Begin at the line that contains "Indicate the fish mouth" and reproduce it along with every line after it to the end of the listing; skip any pictures.

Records
** start **
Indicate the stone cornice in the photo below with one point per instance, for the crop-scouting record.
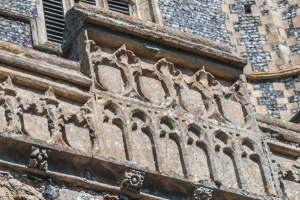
(273, 75)
(158, 41)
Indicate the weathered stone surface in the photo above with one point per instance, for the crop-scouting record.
(184, 131)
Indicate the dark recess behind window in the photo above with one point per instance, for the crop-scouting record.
(54, 19)
(119, 6)
(92, 2)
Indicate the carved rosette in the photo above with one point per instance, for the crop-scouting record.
(202, 193)
(39, 158)
(133, 180)
(156, 84)
(115, 73)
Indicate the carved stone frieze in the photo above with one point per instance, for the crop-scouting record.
(10, 108)
(39, 158)
(202, 193)
(133, 180)
(46, 119)
(123, 73)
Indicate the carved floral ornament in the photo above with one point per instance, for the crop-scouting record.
(39, 158)
(45, 119)
(133, 180)
(202, 193)
(124, 74)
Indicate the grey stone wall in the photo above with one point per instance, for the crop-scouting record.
(284, 98)
(199, 17)
(27, 7)
(14, 31)
(289, 14)
(251, 38)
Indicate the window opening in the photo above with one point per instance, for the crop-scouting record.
(92, 2)
(54, 19)
(247, 8)
(119, 7)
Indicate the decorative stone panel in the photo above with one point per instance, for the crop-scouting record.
(39, 158)
(133, 180)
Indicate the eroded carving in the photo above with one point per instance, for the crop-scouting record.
(144, 151)
(10, 107)
(251, 163)
(39, 158)
(170, 144)
(133, 180)
(156, 84)
(202, 193)
(224, 154)
(115, 73)
(198, 153)
(113, 131)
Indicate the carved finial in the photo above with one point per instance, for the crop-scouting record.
(297, 163)
(39, 158)
(8, 87)
(50, 93)
(202, 193)
(133, 180)
(50, 97)
(8, 83)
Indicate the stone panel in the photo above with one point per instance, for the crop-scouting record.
(15, 31)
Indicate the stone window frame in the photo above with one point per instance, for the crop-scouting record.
(138, 11)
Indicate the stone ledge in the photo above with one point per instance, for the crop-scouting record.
(42, 63)
(83, 14)
(273, 75)
(69, 166)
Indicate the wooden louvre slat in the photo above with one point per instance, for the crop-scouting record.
(119, 6)
(54, 18)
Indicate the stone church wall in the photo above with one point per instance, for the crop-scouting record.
(199, 17)
(263, 32)
(14, 21)
(15, 31)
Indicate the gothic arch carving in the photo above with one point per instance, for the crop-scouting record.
(225, 160)
(197, 95)
(171, 150)
(115, 73)
(251, 161)
(156, 84)
(10, 111)
(197, 149)
(113, 131)
(79, 129)
(143, 139)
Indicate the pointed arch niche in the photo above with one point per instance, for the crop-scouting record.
(143, 148)
(113, 131)
(198, 154)
(225, 163)
(252, 165)
(171, 147)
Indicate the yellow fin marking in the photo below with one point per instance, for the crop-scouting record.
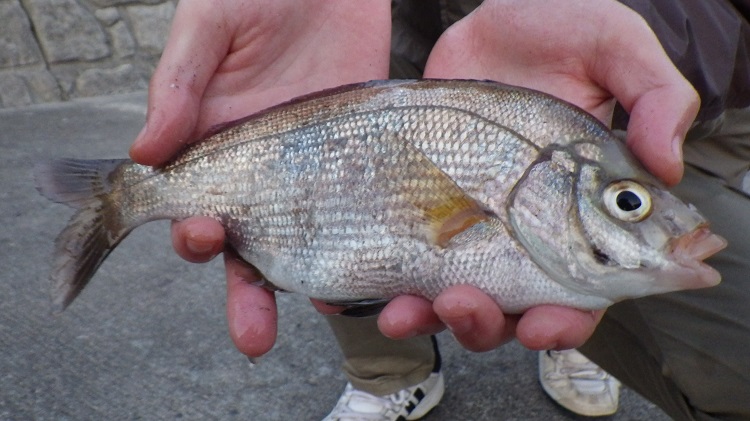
(453, 217)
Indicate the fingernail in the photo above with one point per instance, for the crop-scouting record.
(461, 326)
(199, 247)
(677, 148)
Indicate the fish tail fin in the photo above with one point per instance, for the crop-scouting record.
(93, 231)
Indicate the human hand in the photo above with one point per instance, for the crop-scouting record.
(226, 59)
(588, 53)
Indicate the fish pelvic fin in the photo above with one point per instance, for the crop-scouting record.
(92, 232)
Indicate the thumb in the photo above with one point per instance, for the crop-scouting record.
(661, 102)
(192, 53)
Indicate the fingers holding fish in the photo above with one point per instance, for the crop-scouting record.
(407, 316)
(198, 239)
(179, 81)
(555, 327)
(474, 318)
(251, 308)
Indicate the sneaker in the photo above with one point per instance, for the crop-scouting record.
(411, 403)
(577, 384)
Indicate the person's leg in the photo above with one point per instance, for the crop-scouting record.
(379, 365)
(687, 351)
(388, 379)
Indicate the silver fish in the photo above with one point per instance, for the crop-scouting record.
(370, 191)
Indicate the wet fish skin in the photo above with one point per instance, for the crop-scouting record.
(403, 187)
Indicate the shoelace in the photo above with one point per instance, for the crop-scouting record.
(359, 406)
(588, 377)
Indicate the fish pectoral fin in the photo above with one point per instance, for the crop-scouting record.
(452, 218)
(444, 209)
(362, 308)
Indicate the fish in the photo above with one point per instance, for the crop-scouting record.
(365, 192)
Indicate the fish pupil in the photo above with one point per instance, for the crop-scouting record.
(628, 201)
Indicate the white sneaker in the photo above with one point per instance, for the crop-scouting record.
(578, 384)
(408, 404)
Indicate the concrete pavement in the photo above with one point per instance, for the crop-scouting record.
(147, 340)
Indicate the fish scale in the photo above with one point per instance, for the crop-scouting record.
(369, 191)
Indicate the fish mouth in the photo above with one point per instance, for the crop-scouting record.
(689, 251)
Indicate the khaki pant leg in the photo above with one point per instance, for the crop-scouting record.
(379, 365)
(689, 352)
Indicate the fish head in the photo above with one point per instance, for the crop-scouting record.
(614, 230)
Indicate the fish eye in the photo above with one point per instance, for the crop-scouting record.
(627, 201)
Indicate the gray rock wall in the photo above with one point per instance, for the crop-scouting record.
(55, 50)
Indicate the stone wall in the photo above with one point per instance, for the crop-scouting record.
(55, 50)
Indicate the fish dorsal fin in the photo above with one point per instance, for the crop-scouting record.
(443, 208)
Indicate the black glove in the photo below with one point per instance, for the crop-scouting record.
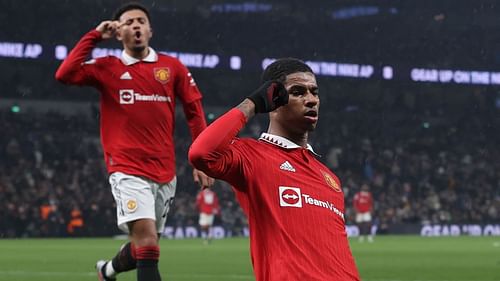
(269, 96)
** end **
SOLUTION FOR THIS EXERCISE:
Indicate the fish mouth in the photo above with one point per instance, for the crop-scouting record.
(689, 251)
Indicate the khaki pant leg in the photo above with one point per instance, for the crop-scouting record.
(379, 365)
(689, 352)
Indicate the fish head in the photo above with one point per instance, for the crop-scouting record.
(614, 230)
Indicate the fish eye in the photo above with one point per instance, for the crop-scouting record.
(627, 201)
Indicate the gray rock wall in the photo above with one point per instance, for the crop-scouting record.
(55, 50)
Indicate the stone wall in the photo above with one point per instance, for the crop-scouting record.
(55, 50)
Indicate the fish dorsal fin in the photo above with one point per instance, for the crop-scouting record.
(443, 208)
Indicate the black glove in the photo below with one point per instance, for the crop-scouting record.
(269, 96)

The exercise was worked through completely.